Cette main-d’œuvre bénite est souvent sous-payée, et profondément réticente à revendiquer son dû

Alors que les femmes de la génération de sa mère travaillaient comme enseignantes, Michal Zernowitzky est « pionnière » depuis les 14 dernières années dans l’avenir de l’emploi des femmes haredies – dans le secteur de la haute technologie en plein essor d’Israël.

L’une des premières femmes ultra-orthodoxes ayant obtenu une licence en technologie informatique, elle est actuellement programmatrice externe.

Elle décrit ce travail comme « dur, un travail d’usine, et certainement pas fait pour tout le monde », constitué de longues heures et souvent de missions monotones.

Mais Zernowitzky a eu la chance de trouver un emploi qui verse des salaires équitables et lui permet d’éviter la situation précaire de sa communauté.

Beaucoup de ses voisines travaillent dans le secteur high-tech, mais reçoivent des salaires bien en dessous des normes des Israéliens laïcs. Alors que des milliers de femmes haredies travaillent dans la haute technologie, et les nombres ne font que croître, aucune donnée officielle n’existe reflétant la profondeur de l’écart salarial entre haredim et laïcs, courant dans des entreprises comme Matrix.

Aux bureaux de Modiin Illit et de Beit Shemesh de Matrix, plus de 700 femmes haredies sont employées dans les départements du développement de logiciels et d’assurance de la qualité, et sont décrites dans un article publié sur le site Web de la société comme une « main-d’œuvre de haute qualité attrayante pour des consommateurs soucieux des coûts, comparés à ceux du personnel du centre d’Israël ».

Le député shas Yitzhak Vaknin (Crédit : Miriam Alster/Flash90)
Le député shas Yitzhak Vaknin (Crédit : Miriam Alster/Flash90)

Le député du Shas Yitzhak Vaknin a fait valoir dans un discours devant la commission des Finances de la Knesset le mois dernier que si « les haredim ont un énorme désir de travailler, ce sont les populations les plus démunies. »

Il a évoqué le cas de sa fille, une employée de Matrix, qui gagne le « salaire haredi » universel de 5 600 shekels par mois, en comparaison avec les 8 800 shekels de ses collègues femmes laïques. Ces sommes sont configurées sans rapport avec les niveaux de professionnalisme ou d’éducation, dit-il.

ENTRÉES EXTRAITES:
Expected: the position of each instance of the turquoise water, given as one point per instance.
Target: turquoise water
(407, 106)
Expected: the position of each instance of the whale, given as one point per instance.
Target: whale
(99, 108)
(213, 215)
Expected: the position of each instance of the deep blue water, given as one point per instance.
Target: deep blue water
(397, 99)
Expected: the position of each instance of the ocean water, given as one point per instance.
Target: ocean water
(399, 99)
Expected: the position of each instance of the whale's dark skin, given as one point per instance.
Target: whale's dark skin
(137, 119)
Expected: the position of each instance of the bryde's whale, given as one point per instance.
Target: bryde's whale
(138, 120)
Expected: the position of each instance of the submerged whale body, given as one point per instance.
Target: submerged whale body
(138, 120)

* * *

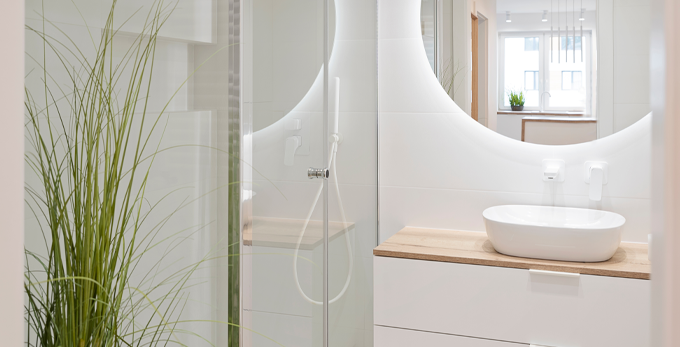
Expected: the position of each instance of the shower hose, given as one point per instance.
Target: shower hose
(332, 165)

* * *

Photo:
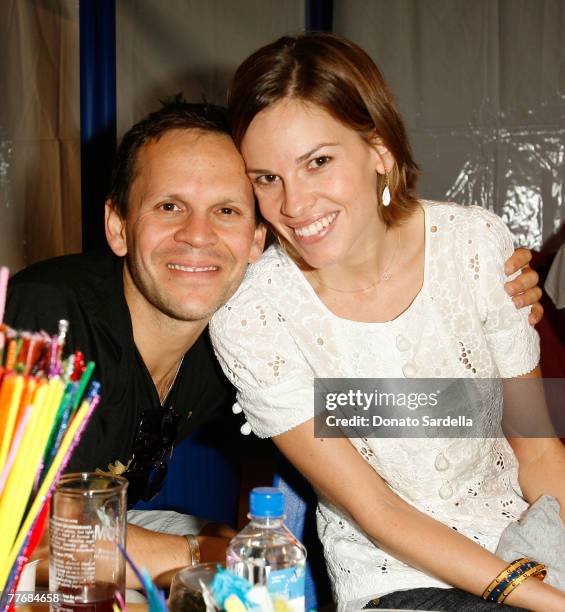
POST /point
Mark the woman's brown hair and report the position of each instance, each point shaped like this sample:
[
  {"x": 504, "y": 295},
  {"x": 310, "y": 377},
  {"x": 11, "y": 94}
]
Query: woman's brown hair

À COMPLÉTER:
- a) Les affirmations suivantes concordent-elles avec l'extrait sur les femmes haredies ? Répondez par oui ou non pour chacune, en citant les mots décisifs de l'extrait. (i) Michal Zernowitzky travaille actuellement comme programmatrice externe. (ii) Des données officielles mesurent l'écart salarial entre haredim et laïcs. (iii) Plus de 700 femmes haredies sont employées aux bureaux de Matrix à Modiin Illit et à Beit Shemesh.
- b) Selon l'extrait sur les femmes haredies, combien gagne par mois la fille de Yitzhak Vaknin chez Matrix ?
- c) Poursuivez l'extrait sur les femmes haredies à partir de sa dernière phrase.

RÉPONSES PAR TÂCHE:
- a)
(i) Oui : « elle est actuellement programmatrice externe ».
(ii) Non : « aucune donnée officielle n’existe reflétant la profondeur de l’écart salarial entre haredim et laïcs ».
(iii) Oui : « Aux bureaux de Modiin Illit et de Beit Shemesh de Matrix, plus de 700 femmes haredies sont employées ».

- b) Elle gagne 5 600 shekels par mois.

- c)
La discrimination salariale subie par les femmes haredies reflète une plus large iniquité salariale dans le secteur au sens large. Les hommes gagnent en moyenne 15 800 shekels, tandis que les femmes gagnent 8 771 shekels, et n’occupent qu’un tiers des postes de direction, selon le Bureau central des statistiques.

Cependant, l’écart salarial global – les femmes haredies gagnent 40 % de moins que leurs homologues masculins et féminins laïcs – est un sujet sensible au sein de la communauté. Beaucoup craignent que lutter pour leur droit à un salaire égal pour un travail égal pourrait être interprété comme un manque de la décence.

Pire, beaucoup pensent que défendre leurs droits pourrait les marquer d’une lettre écarlate estampillée « moderne » ou « arriviste », explique Zernowitzky.

« Dans le monde haredi, le travail n’est pas une éthique, » dit-elle, ajoutant que beaucoup de femmes ultra-orthodoxes qui travaillent au salaire minimum, soit ignorent qu’elles sont perçues comme une alternative locale aux manufactures de sous-traitance en Inde, soit affrontent un dilemme culturel.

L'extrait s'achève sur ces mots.